**Texte fourni:**
L’une des lacunes du projet de loi C-45, c’est qu’il ne nous permettra pas de discuter des effets avec les consommateurs potentiels. Si l’on ajoute à cela la question des emballages neutres, nous nous retrouvons dans une situation où nous menottons notre régime juridique de façon à ne pas pouvoir discuter des effets et des différences entre les marques et les produits. Cela nous empêche de concurrencer le marché noir. Il faut autoriser une certaine discussion sur les effets, sans tomber dans les allégations non fondées en matière de santé.
Mme Mondin : Je voulais rapidement signaler que sur le plan de l’image de marque — et je déteste faire des comparaisons avec l’alcool —, des gens auront accès à ce produit par l’entremise de points de vente au détail réglementés. Tout d’abord, nous allons interdire l’accès aux jeunes. Donc, pour ce qui est de l’image de marque, de l’étiquetage et de l’emballage, la tutelle des parents sera importante, tout comme pour les médicaments d’ordonnance, quand l’on vous dit où les conserver et les jeter. Les mêmes règles doivent s’appliquer au cannabis.
Nous abordons toutefois ce domaine avec tellement de craintes en raison de l’inconnu qui règne autour de ce produit. Pour quelqu’un comme moi, originaire de la Colombie-Britannique, où tout cela est en place depuis des décennies, je peux vous dire que ces craintes ont été dissipées en grande partie.
Les femmes qui se rendent au magasin pour acheter un produit ont tendance à se tourner vers une marque. Elles procèdent ainsi parce qu’elles savent que lorsqu’elles ouvriront, disons, cette bouteille de vin, elles obtiendront un produit constant chaque fois, et c’est pourquoi elles adoptent une certaine marque. Les circonstances dans lesquelles ce produit a vu le jour ou la question de savoir si le producteur cultive son propre produit ou s’il sait plutôt comment obtenir un excellent produit pour créer cette marque n’ont pas d’importance pour le consommateur. Ils veulent simplement de la constance; ils ouvrent l’emballage et savent que ce sera bon.

**Les données:**

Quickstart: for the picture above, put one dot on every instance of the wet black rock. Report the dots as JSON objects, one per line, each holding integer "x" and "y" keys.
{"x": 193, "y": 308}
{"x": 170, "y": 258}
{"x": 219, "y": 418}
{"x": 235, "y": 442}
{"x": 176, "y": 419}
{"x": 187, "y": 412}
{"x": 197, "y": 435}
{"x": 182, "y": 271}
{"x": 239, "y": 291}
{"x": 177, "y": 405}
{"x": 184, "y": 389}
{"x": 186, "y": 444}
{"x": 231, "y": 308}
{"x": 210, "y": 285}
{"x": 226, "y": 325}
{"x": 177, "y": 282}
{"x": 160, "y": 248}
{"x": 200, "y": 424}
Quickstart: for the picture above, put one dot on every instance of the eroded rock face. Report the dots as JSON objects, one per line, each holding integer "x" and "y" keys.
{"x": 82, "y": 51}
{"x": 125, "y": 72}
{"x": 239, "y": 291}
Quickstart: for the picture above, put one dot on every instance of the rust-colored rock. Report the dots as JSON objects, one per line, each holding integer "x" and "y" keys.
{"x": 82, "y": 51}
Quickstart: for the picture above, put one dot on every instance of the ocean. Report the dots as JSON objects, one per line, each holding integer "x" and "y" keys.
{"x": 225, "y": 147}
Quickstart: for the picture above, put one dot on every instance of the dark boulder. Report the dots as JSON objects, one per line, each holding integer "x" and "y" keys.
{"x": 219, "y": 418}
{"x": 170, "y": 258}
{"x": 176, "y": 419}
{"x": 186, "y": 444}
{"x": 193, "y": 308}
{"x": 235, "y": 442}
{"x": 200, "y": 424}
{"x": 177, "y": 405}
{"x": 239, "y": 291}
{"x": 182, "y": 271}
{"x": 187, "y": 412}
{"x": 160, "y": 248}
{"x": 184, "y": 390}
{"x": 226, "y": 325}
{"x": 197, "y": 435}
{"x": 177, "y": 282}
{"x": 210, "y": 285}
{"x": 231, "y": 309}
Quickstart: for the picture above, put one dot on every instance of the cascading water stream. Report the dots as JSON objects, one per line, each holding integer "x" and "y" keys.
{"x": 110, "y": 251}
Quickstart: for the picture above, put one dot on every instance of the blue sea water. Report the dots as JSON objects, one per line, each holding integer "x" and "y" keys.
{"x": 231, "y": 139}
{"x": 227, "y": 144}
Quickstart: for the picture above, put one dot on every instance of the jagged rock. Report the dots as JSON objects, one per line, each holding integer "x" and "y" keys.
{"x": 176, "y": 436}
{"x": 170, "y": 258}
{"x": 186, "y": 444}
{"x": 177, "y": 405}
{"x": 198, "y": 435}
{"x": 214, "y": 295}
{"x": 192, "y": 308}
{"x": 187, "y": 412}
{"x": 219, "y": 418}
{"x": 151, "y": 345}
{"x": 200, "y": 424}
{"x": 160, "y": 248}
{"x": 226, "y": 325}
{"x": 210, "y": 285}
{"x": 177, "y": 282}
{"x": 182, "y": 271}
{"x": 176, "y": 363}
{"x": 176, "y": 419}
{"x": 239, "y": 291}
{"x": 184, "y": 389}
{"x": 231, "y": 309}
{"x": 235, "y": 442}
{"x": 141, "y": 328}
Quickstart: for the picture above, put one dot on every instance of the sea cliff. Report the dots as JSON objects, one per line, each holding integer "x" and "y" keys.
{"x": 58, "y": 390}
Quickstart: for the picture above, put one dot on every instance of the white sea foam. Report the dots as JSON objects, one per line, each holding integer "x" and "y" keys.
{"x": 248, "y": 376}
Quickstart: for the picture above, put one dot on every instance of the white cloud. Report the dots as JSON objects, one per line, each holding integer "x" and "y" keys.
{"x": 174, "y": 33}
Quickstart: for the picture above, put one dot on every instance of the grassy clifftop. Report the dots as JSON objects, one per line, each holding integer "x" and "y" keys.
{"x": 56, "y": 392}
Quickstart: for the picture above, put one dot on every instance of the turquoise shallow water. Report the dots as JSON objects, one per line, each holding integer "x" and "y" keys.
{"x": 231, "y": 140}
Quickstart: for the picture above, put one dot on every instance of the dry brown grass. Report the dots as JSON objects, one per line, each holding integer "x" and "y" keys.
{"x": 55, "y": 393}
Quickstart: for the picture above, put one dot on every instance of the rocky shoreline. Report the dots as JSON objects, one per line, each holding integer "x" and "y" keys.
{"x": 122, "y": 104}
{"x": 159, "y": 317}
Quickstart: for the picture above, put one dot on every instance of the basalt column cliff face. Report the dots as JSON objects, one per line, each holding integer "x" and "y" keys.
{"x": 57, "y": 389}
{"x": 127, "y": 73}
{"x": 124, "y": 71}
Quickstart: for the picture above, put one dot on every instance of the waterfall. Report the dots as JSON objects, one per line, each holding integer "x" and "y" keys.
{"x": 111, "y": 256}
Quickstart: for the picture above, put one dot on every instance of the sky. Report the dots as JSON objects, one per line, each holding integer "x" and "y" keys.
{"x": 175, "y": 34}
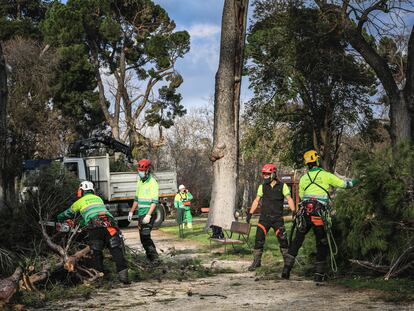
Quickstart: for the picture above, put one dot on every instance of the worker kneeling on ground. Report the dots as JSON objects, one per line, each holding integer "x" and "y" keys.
{"x": 314, "y": 213}
{"x": 102, "y": 229}
{"x": 272, "y": 193}
{"x": 146, "y": 200}
{"x": 182, "y": 201}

**Problèmes à résoudre:**
• A. Recopiez mot pour mot le passage du texte sur le projet de loi C-45 qui commence aux mots « Les femmes qui » et s'arrête après « ce sera bon. ».
• B. Reprenez le texte sur le projet de loi C-45 et le cannabis en le poursuivant après sa dernière phrase.
Les enregistrements n'ont aucun rapport avec le texte.

**Réponses aux tâches:**
• A.
Les femmes qui se rendent au magasin pour acheter un produit ont tendance à se tourner vers une marque. Elles procèdent ainsi parce qu’elles savent que lorsqu’elles ouvriront, disons, cette bouteille de vin, elles obtiendront un produit constant chaque fois, et c’est pourquoi elles adoptent une certaine marque. Les circonstances dans lesquelles ce produit a vu le jour ou la question de savoir si le producteur cultive son propre produit ou s’il sait plutôt comment obtenir un excellent produit pour créer cette marque n’ont pas d’importance pour le consommateur. Ils veulent simplement de la constance; ils ouvrent l’emballage et savent que ce sera bon.

• B.
Tout cela est possible avec le cannabis. Nous pouvons présenter une image de marque qui n’est pas attrayante pour les enfants, mais qui est quand même reconnaissable pour les adultes. J’aime le vin J. Lohr, et je sais à quoi m’attendre de ce produit quand j’en achète. Je connais l’image de marque et la constance de ce produit. On peut dire la même chose du cannabis. Je ne sais pas si le fait d’avoir une image de marque trop restrictive permet de mettre fin à cette utilisation, parce que les gens se rendront dans ces points de vente au détail pour consommer. Ils doivent savoir ce qu’ils achètent, les composés de ce produit et les effets que sa consommation peut avoir sur eux.
Encore une fois, il ne s’agit pas seulement de THC. Il y a les profils de terpènes, d’autres cannabinoïdes. La culture va changer. Elle ne restera pas à l’intérieur dans des bâtiments de type bunker comme par le passé. C’est ainsi que les choses se passaient parce que c’était illégal. Il y a eu une ruée pour cultiver une plante à la plus haute teneur possible en THC, mais je pense qu’à l’avenir nous commencerons à examiner la solidité génétique, en commençant à la pépinière où sont maintenant cultivées des plantes avec une multitude de teneurs en cannabinoïdes.
Pour faire un parallèle avec l’industrie des parfums, tout commence par des produits botaniques et par l’extraction de leurs différents composés, leur mélange et leur formulation. Vous pouvez reformuler le cannabis à des fins médicinales ou en fonction des effets intoxicants que vous recherchez. Cela dépendra du producteur et de ce qu’il sera en mesure de créer et de développer sous cette marque.